* _Work order_
Search the listing for the word "layer" and return each line that contains it.

* _Input material_
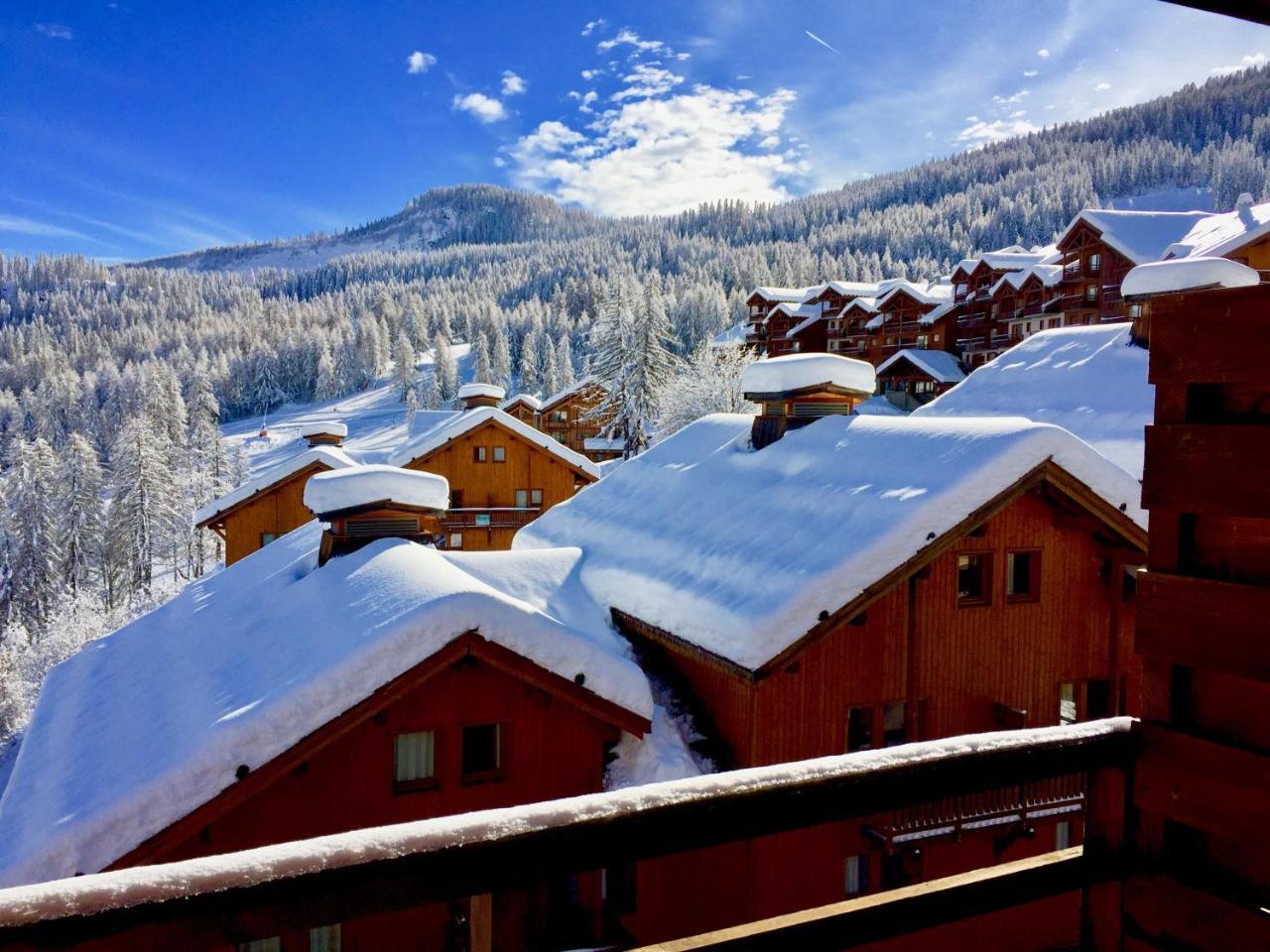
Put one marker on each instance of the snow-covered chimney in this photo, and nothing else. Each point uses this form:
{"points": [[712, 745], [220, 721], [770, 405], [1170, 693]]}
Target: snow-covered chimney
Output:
{"points": [[361, 504], [324, 434], [801, 389], [480, 395]]}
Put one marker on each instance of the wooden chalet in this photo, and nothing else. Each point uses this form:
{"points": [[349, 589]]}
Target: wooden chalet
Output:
{"points": [[266, 508], [912, 377], [570, 416], [503, 474]]}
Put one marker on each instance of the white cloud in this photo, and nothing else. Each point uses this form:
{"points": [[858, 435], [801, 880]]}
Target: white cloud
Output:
{"points": [[980, 132], [1243, 63], [420, 61], [512, 84], [480, 105], [658, 157], [647, 81], [630, 37], [55, 31]]}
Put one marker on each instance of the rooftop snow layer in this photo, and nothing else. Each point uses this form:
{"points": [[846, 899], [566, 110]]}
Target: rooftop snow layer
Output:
{"points": [[490, 390], [330, 456], [1187, 275], [940, 365], [361, 485], [146, 724], [679, 536], [457, 425], [1139, 236], [316, 429], [780, 375], [1091, 381]]}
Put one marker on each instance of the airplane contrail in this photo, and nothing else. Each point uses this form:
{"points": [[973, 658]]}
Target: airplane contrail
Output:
{"points": [[822, 42]]}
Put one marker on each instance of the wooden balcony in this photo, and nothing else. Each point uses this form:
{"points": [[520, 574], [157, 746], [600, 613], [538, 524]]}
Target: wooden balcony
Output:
{"points": [[225, 900]]}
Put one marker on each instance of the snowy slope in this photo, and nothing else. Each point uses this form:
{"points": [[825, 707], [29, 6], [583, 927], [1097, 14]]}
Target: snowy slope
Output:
{"points": [[1089, 381]]}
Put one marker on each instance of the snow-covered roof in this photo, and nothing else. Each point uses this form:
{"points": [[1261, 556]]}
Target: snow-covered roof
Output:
{"points": [[361, 485], [1188, 275], [1219, 235], [774, 294], [457, 425], [331, 428], [1139, 236], [781, 375], [530, 400], [1091, 381], [739, 551], [148, 724], [939, 365], [331, 457], [486, 390]]}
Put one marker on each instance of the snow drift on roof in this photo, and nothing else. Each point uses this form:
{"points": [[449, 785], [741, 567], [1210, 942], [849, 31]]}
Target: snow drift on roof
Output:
{"points": [[490, 390], [146, 724], [780, 375], [1187, 275], [318, 429], [1091, 381], [361, 485], [457, 425], [331, 457], [739, 551], [940, 365], [1139, 236]]}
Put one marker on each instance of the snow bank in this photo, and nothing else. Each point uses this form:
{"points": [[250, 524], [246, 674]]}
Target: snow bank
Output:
{"points": [[146, 724], [488, 390], [361, 485], [121, 889], [1089, 381], [318, 429], [1187, 275], [779, 375], [680, 535]]}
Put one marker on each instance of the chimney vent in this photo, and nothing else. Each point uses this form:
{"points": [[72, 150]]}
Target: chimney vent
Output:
{"points": [[324, 434], [361, 504], [801, 389], [480, 395]]}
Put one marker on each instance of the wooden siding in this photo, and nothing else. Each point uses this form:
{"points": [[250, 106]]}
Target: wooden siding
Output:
{"points": [[276, 511], [492, 485]]}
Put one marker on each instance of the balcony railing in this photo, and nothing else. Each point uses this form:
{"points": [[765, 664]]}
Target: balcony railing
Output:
{"points": [[225, 900]]}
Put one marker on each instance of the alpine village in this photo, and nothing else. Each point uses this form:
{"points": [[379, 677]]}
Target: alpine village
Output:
{"points": [[642, 613]]}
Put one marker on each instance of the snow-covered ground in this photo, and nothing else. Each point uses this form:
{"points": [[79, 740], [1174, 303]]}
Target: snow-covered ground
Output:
{"points": [[1089, 381]]}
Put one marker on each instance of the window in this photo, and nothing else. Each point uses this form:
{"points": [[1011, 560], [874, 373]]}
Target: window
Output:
{"points": [[481, 752], [860, 729], [324, 938], [414, 761], [857, 875], [974, 579], [1023, 576], [893, 724]]}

* _Solution_
Put one marker on each instance of the rooftop snow layer in this photo, and nothing else. Each point uses this form:
Target: rooftop snow layer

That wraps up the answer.